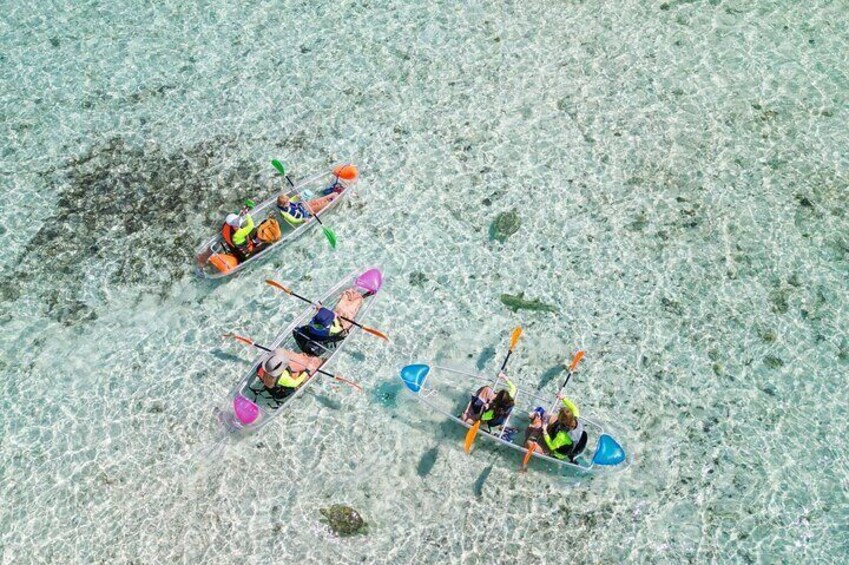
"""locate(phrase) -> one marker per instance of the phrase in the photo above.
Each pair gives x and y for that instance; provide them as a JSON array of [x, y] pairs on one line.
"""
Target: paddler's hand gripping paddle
[[473, 432]]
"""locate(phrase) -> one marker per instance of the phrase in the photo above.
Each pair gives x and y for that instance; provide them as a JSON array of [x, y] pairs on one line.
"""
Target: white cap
[[276, 362]]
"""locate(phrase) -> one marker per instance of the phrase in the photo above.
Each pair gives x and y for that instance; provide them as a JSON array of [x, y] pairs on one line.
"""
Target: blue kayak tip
[[414, 376], [608, 452]]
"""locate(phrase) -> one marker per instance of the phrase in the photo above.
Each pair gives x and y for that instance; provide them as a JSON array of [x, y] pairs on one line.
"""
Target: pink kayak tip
[[370, 280], [246, 411]]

» **Aim**:
Please rewrite all the rows above with "kayak tip" renamed to "kayak bow" everywhere and nothing else changed, leaving out the pictures.

» **Result below**:
"""locate(phrase) -> one marker per instance of the phrase in the photo above.
Each pair gives x and y for that instance; provide them as a JSON array of [x, y] pairs on one line.
"""
Target: paddler's hand gripping paddle
[[473, 432]]
"""locate(phrase) -> one marker per instance of the phrase in the photo above.
Each pair gives x and y for that instance; provide them as a JSON array of [x, y] pairs on one line.
"""
Target: white cap
[[276, 362]]
"""locate(phrase) -> one marker per instance of the phrase in the photo above.
Each pair gives x and y for that instance; provide them as a JSON array of [x, y] pairs on one line.
"""
Target: blue kayak bow
[[414, 376], [608, 452]]
"""locate(phrase) -> one marker per instance of the phrase in the photo above.
Each pair gives x and y for that instance; provide them as a JSON array of [x, y] pairs on one line.
"""
Target: pink kayak bow
[[370, 280], [246, 411]]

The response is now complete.